» Exercise directions
Transcribe every line of the items from the line containing "find | mountain ridge" down to the line containing "(1142, 125)", both included, reproducing each line without any change.

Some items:
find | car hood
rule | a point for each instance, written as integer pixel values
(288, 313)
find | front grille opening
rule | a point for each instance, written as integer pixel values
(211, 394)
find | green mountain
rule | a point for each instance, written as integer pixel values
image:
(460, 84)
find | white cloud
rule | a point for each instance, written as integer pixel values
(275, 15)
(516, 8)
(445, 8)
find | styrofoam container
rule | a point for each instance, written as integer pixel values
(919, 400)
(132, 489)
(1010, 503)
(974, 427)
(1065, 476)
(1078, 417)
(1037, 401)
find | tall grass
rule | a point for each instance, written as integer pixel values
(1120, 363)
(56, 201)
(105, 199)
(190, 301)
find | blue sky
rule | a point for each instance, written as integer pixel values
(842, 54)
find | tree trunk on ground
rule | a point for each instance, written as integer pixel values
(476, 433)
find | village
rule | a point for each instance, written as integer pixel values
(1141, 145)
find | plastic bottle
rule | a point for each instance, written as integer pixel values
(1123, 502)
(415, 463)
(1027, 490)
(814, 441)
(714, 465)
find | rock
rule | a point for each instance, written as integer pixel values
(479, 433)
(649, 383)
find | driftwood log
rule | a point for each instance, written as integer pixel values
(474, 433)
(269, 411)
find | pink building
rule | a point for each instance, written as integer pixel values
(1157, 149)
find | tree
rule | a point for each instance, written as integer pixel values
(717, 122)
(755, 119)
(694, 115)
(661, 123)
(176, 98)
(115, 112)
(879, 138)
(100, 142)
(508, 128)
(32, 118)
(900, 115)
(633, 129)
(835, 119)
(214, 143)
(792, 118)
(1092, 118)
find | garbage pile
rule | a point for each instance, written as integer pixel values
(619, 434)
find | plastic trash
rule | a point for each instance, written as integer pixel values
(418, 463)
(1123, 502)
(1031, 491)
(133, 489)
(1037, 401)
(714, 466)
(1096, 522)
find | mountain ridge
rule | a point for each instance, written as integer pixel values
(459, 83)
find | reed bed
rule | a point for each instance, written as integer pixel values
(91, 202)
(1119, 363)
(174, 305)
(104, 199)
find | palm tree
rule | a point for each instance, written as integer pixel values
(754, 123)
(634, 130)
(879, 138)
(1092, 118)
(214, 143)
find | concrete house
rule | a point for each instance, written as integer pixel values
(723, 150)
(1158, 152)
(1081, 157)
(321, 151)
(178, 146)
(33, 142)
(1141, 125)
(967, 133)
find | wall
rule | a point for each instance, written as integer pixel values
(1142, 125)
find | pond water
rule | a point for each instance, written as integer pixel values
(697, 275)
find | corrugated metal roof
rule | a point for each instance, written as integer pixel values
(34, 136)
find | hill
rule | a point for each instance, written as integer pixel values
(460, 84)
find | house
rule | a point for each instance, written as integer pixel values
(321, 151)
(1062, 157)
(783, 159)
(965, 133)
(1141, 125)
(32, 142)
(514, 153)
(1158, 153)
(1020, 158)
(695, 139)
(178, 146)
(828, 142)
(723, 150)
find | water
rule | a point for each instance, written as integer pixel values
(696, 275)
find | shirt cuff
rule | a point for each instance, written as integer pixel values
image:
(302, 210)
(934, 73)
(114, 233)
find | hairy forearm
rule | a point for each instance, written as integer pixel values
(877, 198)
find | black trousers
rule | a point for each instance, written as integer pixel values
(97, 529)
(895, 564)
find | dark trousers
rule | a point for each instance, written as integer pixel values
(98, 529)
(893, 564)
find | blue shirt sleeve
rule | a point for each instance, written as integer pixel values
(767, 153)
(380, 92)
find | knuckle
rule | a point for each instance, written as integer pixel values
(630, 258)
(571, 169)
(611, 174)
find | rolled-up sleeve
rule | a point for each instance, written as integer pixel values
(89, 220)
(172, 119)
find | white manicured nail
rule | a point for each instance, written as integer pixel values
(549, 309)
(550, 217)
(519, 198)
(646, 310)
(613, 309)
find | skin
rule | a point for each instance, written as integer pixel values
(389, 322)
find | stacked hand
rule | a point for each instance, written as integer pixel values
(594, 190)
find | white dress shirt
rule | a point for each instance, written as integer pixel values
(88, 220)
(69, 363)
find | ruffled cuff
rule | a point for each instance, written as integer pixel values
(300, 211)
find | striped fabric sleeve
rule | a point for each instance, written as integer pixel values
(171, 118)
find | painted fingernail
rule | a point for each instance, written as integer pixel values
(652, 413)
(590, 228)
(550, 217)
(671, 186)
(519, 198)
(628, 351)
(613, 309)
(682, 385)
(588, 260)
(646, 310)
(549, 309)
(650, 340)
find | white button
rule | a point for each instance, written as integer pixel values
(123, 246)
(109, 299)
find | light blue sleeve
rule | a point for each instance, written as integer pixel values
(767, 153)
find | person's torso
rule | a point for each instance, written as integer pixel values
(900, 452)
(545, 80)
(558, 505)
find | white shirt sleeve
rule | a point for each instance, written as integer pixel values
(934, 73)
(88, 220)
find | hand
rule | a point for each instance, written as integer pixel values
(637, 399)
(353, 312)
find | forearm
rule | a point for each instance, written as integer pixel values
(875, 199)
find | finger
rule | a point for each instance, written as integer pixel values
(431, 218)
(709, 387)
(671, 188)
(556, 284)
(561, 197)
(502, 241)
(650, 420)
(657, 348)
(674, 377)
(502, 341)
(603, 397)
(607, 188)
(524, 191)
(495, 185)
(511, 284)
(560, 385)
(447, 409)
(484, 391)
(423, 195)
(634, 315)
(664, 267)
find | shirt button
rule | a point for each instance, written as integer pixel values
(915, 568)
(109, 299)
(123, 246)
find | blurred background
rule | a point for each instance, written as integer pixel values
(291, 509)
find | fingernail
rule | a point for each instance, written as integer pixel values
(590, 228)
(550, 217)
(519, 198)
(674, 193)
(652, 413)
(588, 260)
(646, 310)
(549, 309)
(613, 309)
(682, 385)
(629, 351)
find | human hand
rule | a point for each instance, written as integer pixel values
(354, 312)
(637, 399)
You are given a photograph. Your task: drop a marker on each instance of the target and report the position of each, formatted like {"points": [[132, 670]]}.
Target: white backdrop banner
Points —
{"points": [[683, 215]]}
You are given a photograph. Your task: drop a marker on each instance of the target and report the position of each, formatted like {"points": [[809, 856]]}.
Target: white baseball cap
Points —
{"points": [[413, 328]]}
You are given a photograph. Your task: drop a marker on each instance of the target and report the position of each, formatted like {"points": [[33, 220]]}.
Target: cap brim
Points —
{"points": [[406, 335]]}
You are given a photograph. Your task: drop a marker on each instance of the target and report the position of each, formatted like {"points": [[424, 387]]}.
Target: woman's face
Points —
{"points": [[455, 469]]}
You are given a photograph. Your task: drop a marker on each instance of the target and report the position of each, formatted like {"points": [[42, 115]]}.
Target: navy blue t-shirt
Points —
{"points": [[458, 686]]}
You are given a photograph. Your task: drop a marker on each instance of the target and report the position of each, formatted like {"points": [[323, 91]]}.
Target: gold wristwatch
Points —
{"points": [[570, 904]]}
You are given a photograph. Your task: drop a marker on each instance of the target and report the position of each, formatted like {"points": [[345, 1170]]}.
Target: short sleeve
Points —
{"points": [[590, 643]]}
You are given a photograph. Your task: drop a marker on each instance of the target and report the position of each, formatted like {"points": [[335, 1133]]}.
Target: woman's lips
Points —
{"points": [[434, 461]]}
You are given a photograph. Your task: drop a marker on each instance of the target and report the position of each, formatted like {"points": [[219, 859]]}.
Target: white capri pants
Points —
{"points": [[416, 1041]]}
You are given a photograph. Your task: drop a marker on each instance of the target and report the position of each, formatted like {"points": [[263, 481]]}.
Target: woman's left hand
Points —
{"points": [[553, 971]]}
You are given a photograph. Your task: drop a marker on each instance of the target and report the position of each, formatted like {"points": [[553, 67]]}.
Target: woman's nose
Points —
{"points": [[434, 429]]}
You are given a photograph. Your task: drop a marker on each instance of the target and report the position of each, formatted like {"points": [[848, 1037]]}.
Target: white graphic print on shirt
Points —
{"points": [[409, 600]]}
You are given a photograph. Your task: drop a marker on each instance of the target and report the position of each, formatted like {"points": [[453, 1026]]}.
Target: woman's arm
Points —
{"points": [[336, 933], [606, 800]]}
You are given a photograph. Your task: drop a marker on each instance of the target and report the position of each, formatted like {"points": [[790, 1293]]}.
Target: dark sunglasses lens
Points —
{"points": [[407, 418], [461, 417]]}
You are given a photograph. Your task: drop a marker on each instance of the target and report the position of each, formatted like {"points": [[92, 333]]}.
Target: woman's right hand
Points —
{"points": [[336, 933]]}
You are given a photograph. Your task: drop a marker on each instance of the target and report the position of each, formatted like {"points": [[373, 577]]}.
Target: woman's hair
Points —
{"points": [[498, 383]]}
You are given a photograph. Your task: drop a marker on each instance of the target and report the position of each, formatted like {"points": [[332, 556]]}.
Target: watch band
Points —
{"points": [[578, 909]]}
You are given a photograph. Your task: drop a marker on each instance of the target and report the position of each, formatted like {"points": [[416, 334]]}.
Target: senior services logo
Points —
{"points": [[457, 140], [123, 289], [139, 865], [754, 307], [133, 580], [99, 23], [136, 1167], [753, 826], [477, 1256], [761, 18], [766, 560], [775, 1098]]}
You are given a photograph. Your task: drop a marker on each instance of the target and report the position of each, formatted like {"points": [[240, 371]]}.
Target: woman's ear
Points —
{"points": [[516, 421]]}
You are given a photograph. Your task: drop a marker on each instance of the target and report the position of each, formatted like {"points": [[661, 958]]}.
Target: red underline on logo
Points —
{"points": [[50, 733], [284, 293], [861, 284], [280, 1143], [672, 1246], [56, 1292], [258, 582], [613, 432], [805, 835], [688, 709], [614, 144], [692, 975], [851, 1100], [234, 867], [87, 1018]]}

» Expected output
find | mountain ridge
rule | a point for each instance, written as integer pixel values
(459, 83)
find | reed bed
rule | a point for each instance, written as integer pixel values
(91, 202)
(1119, 363)
(174, 305)
(104, 199)
find | palm tree
rule | a point for each instance, written as integer pixel values
(754, 123)
(634, 130)
(879, 138)
(1092, 118)
(214, 143)
find | concrete house
rule | a point for each instance, written as integer pixel values
(723, 150)
(1158, 152)
(1081, 157)
(321, 151)
(178, 146)
(33, 142)
(1141, 125)
(967, 133)
find | wall
rule | a point for each instance, written as integer pixel values
(1142, 125)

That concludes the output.